(Region labeling entries)
--------
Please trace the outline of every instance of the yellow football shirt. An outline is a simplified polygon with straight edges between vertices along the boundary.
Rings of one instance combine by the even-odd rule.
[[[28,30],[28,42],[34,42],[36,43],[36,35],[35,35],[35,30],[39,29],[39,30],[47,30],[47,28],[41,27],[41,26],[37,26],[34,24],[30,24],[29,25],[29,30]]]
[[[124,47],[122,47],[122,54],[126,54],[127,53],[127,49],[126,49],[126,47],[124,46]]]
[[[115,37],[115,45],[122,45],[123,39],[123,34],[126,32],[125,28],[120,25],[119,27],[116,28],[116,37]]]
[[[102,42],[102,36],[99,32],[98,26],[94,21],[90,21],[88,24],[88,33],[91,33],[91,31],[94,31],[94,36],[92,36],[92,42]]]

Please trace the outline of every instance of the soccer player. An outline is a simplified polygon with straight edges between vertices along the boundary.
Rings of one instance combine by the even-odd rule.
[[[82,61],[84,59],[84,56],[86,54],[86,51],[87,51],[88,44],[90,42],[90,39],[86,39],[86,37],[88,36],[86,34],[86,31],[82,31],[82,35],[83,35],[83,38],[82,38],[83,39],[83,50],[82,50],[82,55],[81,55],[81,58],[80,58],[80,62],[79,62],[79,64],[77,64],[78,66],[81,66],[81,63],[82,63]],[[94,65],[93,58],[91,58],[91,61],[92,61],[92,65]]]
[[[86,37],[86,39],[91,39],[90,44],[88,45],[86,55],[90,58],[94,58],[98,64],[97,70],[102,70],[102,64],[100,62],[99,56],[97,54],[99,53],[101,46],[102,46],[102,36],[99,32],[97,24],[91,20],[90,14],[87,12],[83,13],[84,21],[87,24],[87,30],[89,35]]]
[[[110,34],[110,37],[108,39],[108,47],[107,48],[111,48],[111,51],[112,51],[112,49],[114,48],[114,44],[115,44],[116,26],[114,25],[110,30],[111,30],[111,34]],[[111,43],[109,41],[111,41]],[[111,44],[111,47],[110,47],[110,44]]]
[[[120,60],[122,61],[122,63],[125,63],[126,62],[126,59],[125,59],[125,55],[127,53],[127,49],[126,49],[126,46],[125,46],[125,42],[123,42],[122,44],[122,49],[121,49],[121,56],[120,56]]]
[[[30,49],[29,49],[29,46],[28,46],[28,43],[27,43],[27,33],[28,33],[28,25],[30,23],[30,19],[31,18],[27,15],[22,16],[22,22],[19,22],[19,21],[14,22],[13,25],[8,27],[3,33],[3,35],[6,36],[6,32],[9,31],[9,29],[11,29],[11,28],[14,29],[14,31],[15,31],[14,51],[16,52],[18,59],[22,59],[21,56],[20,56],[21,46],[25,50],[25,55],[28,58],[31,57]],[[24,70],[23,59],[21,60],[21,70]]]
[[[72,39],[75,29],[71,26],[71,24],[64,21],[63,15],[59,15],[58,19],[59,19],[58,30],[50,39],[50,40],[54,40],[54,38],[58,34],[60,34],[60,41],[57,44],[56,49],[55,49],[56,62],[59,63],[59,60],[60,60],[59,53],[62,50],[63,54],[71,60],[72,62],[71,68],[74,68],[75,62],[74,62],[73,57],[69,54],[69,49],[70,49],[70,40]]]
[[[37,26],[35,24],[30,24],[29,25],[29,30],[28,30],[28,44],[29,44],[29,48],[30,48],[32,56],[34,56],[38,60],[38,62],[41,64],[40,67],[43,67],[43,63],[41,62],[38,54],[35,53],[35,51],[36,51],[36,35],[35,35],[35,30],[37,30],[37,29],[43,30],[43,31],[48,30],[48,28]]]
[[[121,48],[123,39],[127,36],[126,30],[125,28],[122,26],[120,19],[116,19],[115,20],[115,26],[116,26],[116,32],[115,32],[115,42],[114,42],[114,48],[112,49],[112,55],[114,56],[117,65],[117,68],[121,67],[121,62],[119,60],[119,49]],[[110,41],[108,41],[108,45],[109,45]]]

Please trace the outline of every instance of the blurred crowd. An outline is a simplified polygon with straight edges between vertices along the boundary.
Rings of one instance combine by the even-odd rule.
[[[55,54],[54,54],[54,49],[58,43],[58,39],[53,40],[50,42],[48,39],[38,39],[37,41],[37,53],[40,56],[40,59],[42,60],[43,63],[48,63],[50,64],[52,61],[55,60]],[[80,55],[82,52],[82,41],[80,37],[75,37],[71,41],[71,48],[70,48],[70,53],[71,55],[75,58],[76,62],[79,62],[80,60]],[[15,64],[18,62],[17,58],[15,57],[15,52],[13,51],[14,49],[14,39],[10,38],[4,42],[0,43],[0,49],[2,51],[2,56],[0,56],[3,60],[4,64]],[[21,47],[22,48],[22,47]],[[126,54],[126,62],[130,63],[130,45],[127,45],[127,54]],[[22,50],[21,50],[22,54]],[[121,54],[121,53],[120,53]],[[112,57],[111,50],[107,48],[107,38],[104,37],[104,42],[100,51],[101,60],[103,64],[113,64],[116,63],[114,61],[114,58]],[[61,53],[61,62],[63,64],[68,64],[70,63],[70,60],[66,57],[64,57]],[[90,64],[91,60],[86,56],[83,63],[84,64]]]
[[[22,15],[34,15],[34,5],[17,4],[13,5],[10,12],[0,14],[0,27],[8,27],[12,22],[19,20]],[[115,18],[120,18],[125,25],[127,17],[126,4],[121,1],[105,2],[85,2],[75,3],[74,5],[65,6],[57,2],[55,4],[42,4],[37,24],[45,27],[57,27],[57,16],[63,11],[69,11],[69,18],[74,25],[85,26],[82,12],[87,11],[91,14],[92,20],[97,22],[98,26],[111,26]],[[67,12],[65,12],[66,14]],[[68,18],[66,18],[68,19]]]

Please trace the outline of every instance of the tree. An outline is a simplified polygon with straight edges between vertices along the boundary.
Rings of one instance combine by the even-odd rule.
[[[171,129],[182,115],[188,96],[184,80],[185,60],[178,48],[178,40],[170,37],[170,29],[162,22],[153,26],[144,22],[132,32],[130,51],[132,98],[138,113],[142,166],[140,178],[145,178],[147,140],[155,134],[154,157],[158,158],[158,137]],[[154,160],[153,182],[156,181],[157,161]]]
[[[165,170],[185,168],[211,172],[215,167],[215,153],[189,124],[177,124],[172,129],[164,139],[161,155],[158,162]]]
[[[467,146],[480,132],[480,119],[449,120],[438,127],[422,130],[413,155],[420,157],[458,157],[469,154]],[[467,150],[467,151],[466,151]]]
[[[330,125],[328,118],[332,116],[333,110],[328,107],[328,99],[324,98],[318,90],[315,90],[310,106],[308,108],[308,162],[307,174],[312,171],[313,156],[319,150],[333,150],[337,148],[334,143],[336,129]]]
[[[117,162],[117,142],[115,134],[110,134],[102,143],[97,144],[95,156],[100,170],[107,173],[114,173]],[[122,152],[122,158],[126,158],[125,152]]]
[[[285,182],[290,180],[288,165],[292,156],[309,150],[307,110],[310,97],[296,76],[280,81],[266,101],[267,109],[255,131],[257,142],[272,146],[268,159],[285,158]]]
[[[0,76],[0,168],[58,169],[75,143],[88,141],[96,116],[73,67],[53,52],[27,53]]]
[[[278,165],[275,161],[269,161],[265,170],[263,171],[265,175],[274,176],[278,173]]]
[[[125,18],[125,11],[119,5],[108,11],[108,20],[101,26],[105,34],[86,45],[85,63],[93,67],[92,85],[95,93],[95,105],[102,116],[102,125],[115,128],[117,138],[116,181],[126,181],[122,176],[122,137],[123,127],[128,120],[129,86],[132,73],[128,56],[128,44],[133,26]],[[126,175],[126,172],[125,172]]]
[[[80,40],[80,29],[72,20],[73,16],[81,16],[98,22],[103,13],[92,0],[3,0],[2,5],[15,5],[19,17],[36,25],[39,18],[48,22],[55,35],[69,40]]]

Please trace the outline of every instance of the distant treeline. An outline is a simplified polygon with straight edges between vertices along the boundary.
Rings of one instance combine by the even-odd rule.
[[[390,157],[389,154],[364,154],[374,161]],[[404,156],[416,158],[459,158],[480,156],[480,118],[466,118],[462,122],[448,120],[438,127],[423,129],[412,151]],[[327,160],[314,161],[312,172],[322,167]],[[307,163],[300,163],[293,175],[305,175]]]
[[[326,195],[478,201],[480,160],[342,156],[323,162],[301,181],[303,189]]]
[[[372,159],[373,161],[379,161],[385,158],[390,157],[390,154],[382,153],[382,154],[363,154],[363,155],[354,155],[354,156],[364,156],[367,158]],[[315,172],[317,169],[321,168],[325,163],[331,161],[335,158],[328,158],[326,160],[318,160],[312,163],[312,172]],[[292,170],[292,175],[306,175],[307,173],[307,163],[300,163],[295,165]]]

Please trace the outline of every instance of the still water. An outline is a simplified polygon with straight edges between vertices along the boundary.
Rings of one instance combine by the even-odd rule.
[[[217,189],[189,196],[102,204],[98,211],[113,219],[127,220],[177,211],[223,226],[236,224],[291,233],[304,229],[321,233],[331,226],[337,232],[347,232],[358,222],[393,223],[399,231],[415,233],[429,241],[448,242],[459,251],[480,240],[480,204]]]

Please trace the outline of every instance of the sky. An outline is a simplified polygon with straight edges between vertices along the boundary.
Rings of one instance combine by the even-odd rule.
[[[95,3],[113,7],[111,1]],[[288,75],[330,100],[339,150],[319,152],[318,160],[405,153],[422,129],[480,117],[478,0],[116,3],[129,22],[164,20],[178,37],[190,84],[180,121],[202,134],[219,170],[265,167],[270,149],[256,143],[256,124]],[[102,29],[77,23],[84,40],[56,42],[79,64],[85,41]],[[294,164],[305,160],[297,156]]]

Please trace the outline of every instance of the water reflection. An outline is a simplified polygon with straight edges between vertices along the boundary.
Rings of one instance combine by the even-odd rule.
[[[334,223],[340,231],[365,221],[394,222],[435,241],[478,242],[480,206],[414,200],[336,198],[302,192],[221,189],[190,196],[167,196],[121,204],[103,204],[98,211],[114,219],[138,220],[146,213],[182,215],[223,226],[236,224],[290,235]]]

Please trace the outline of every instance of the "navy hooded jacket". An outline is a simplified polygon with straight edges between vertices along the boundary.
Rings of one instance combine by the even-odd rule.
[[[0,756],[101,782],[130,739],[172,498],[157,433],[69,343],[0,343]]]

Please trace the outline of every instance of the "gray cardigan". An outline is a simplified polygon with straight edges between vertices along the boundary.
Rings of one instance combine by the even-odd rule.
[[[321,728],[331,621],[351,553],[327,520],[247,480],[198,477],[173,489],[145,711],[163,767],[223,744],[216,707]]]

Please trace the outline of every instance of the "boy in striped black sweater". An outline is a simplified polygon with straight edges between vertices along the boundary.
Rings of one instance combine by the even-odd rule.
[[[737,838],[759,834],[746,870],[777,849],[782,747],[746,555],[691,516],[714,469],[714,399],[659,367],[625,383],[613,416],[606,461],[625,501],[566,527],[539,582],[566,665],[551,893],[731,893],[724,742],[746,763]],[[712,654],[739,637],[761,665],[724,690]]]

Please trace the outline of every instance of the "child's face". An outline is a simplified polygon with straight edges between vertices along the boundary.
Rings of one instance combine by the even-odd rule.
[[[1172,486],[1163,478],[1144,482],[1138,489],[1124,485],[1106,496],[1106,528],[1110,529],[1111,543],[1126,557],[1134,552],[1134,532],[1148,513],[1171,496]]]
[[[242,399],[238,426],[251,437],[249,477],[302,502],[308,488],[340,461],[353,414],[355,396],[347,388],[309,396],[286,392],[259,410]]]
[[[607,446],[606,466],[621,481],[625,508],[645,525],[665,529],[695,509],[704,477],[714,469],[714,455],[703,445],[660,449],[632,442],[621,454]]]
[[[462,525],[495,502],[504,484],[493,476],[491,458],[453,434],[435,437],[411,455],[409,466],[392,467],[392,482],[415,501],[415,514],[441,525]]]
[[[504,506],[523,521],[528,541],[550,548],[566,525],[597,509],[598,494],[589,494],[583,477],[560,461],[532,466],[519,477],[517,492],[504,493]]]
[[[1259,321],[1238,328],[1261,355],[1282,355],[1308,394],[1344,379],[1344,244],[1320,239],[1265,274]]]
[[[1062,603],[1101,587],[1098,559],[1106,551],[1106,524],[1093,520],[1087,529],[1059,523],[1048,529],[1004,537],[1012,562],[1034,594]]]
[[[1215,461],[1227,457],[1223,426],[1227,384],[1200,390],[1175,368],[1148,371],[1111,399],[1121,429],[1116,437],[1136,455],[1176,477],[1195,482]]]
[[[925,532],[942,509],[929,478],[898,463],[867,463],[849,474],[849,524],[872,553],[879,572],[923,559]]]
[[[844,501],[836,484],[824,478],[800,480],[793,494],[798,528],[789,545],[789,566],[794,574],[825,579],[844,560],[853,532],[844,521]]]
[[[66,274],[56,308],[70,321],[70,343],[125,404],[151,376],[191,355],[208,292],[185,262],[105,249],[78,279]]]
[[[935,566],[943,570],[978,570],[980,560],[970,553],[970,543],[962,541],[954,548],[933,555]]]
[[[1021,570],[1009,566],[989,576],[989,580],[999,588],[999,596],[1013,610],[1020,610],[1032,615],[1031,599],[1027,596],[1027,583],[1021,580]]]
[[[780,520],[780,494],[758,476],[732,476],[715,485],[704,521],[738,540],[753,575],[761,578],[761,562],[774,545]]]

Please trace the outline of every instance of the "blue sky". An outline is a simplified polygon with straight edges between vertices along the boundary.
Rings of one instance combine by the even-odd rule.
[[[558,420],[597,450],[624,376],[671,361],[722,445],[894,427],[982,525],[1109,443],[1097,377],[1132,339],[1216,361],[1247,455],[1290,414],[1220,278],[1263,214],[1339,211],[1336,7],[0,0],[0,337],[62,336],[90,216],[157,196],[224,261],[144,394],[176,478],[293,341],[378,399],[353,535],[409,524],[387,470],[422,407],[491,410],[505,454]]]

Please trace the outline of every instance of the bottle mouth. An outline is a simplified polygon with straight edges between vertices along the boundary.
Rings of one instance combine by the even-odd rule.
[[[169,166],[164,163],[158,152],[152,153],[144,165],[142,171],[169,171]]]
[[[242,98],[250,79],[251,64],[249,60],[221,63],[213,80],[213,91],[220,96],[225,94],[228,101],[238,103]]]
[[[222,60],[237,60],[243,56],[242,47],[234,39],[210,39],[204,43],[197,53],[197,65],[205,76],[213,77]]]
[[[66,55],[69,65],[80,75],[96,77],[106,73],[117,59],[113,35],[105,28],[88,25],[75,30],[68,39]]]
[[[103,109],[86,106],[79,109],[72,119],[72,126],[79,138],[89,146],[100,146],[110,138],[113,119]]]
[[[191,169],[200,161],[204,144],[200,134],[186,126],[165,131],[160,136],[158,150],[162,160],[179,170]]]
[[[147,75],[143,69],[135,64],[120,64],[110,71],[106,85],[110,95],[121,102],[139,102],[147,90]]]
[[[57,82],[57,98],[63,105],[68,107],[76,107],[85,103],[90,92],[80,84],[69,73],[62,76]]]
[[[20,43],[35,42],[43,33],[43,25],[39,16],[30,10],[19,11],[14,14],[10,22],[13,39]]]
--------
* Set exercise *
Show each line of the records above that contains the word "water".

* Result of this task *
Please trace the outline of every instance of the still water. An outline is a simplified polygon with straight edges between vertices along the boundary.
Please trace the outline of every instance of the water reflection. An outline is a simplified polygon with straight edges between vertices along the boundary.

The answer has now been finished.